Start of Information given

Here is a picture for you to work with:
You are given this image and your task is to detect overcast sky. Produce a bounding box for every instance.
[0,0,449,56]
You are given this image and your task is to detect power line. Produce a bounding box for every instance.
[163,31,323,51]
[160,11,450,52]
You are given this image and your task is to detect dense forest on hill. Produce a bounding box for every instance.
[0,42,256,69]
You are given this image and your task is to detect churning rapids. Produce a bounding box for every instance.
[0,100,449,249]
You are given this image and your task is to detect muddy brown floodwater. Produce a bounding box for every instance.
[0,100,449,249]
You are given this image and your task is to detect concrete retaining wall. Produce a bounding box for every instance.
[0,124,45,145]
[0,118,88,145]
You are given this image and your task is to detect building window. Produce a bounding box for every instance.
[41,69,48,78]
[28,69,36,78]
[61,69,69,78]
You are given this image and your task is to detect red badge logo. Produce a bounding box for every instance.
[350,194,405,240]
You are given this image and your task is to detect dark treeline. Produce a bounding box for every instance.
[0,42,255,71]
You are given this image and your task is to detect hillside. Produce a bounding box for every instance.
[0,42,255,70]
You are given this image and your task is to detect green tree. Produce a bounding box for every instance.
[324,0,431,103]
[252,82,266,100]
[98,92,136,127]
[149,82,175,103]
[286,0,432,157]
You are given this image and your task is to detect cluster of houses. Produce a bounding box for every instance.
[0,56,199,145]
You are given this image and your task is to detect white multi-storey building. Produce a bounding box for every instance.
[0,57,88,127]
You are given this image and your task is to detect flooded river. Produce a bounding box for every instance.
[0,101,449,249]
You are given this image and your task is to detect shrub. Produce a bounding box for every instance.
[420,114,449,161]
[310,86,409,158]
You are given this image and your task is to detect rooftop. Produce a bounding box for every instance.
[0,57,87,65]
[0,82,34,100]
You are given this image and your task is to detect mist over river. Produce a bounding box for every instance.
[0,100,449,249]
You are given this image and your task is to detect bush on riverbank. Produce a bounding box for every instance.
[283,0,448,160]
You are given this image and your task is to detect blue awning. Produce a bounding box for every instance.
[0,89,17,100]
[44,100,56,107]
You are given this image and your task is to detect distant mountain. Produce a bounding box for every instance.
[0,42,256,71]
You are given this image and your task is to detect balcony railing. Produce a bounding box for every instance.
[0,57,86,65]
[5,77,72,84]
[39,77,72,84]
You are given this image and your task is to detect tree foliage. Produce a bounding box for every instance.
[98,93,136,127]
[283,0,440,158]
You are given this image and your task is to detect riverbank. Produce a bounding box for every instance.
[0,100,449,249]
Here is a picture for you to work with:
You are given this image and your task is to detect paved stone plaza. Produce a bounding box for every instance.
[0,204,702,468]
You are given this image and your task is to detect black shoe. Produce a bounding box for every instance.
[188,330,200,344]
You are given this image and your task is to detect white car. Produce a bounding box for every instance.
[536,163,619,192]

End of Information given

> Goal:
Give all of the records above again, switching "every instance" to "each instance" wherever it appears and leaving everything else the same.

> Output of the exercise:
Here is a picture for you to work with:
You are given this image and your task is to detect overcast sky. Produce a bounding box for each instance.
[0,0,449,56]
You are given this image and your task is to detect power line. Produce a bounding box for each instance.
[163,31,323,51]
[160,11,450,52]
You are given this image and your task is to detect dense forest on hill. Produce a bounding box for each instance.
[0,42,256,69]
You are given this image and your task is to detect churning rapids. Produce a bounding box for each instance.
[0,100,449,249]
You are given this image and your task is to detect muddy brown floodwater. Produce a bounding box for each instance.
[0,100,449,249]
You are given this image and your task is to detect concrete retaining wall. Produce a bounding box for each instance.
[0,124,45,145]
[0,118,88,145]
You are given this image and your task is to detect building window. Produce a bounding box for each instance.
[41,69,48,78]
[28,69,36,78]
[61,69,69,78]
You are given this image and your task is to detect red badge logo. Produce a bounding box for each instance.
[350,194,405,240]
You are given this image and your task is to detect dark treeline. Produce a bounding box for each instance.
[0,42,255,71]
You are given this image and your task is to detect hillside. Produce a bounding box for each instance.
[0,42,255,70]
You are given this image and your task is to detect green tree. Produce a bounding box for each instance.
[324,0,431,103]
[252,82,266,100]
[98,92,136,127]
[149,82,175,103]
[286,0,432,157]
You are given this image and your task is to detect cluster of houses. Produce a bounding box for each instance.
[0,56,199,145]
You are given this image and your task is to detect white multi-storey building. Produce a bounding box for each instance.
[0,57,88,127]
You are given this image and your task is to detect flooded river. Produce a bounding box for each instance.
[0,101,449,249]
You are given this image and your task is to detect shrub. Produce a bounding box for each instance.
[420,114,449,161]
[310,86,409,158]
You are given this image and your task is to detect rooftop. Produce a bounding box for each instance.
[0,57,87,65]
[0,82,34,100]
You are given this image and your task is to detect mist over river. Produce a bounding box for each instance.
[0,100,449,249]
You are given this image and your task is to detect bush on riverbank. Produce a bounding box for each instance.
[283,0,448,160]
You are given this image and your task is to detect blue awning. Produce a bounding box for each instance.
[0,89,17,100]
[44,100,56,107]
You are given this image and your task is to detect distant mountain. Produce a bounding box for each instance.
[0,42,256,71]
You are given this image and your task is to detect balcony railing. Produce a bounding box for each instance.
[0,57,86,65]
[5,77,72,84]
[39,77,72,84]
You are given this image and your task is to detect tree foliage. Produce a bounding box for each instance.
[98,93,136,127]
[283,0,440,158]
You are given this image and your task is to detect riverbank. Produce a bounding box for each instance.
[0,100,449,249]
Here is a picture for you to work with:
You are given this image and your task is to detect paved stone plaza. Produce a bounding box for each instance.
[0,204,702,468]
You are given this image and your task is to detect black shoe. Produce a bounding box for each instance.
[188,330,200,344]
You are given this image and your task is to detect white car. Produce a bounding box for each instance.
[536,163,619,192]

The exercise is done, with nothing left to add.